**Exercise:** Rewrite the material below, swapping each "named fields" for "labeled fields" and leaving everything else untouched.

(Detection annotation records)
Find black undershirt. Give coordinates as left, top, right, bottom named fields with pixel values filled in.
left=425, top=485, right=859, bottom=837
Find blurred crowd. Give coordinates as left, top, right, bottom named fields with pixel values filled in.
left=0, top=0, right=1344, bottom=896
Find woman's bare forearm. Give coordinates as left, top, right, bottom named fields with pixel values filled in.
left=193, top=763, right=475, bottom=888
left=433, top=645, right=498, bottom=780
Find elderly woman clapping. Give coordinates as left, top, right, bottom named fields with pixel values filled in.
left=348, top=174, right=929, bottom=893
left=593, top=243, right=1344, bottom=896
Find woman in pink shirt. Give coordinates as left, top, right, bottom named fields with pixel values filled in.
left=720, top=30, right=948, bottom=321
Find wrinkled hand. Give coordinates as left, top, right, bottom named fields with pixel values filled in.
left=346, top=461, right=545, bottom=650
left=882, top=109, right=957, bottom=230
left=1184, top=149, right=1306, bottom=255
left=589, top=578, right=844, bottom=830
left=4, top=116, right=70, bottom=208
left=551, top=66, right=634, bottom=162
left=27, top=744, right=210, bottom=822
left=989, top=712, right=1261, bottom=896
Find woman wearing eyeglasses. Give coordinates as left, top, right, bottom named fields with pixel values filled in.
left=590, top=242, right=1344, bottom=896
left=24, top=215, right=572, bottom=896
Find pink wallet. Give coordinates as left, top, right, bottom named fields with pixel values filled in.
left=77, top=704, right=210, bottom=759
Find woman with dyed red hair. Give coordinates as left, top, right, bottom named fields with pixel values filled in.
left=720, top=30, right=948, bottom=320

**Exercise answer:**
Find black undershirt. Give coordinates as left, top, right, bottom labeled fields with pixel values filled in.
left=425, top=485, right=859, bottom=837
Find blurred crowd. Give coordinates as left, top, right, bottom labeled fields with pixel values filled in.
left=0, top=0, right=1344, bottom=896
Find woman's bare forearm. Give coordinates as left, top, right, bottom labeled fields with pixel values filled in.
left=193, top=763, right=475, bottom=888
left=433, top=645, right=498, bottom=780
Find elderly woman clapping. Give coordinates as left, top, right, bottom labeled fields with pixel values filled in.
left=348, top=174, right=929, bottom=893
left=593, top=243, right=1344, bottom=896
Find woman in pink shirt. Give coordinates as left, top, right, bottom labeled fields with pixel values filled in.
left=720, top=30, right=948, bottom=321
Find wrinkled hand. Give coordinates as left, top, right, bottom labeled fields with pixel values filled in.
left=346, top=461, right=545, bottom=650
left=882, top=109, right=957, bottom=230
left=1184, top=149, right=1306, bottom=255
left=589, top=578, right=844, bottom=830
left=4, top=116, right=70, bottom=208
left=551, top=66, right=634, bottom=162
left=27, top=744, right=210, bottom=822
left=989, top=712, right=1261, bottom=896
Find woman wearing eyeglasses. Give coordinates as left, top, right, bottom labeled fields with pixel values filled in.
left=590, top=242, right=1344, bottom=896
left=24, top=215, right=572, bottom=896
Find pink wallet. Give coordinates as left, top, right, bottom labeled fields with pixel values filled in.
left=77, top=704, right=210, bottom=759
Find woman with dyed red hair. Give coordinates as left, top, right, bottom labeled fields with pixel values filled in.
left=720, top=30, right=948, bottom=320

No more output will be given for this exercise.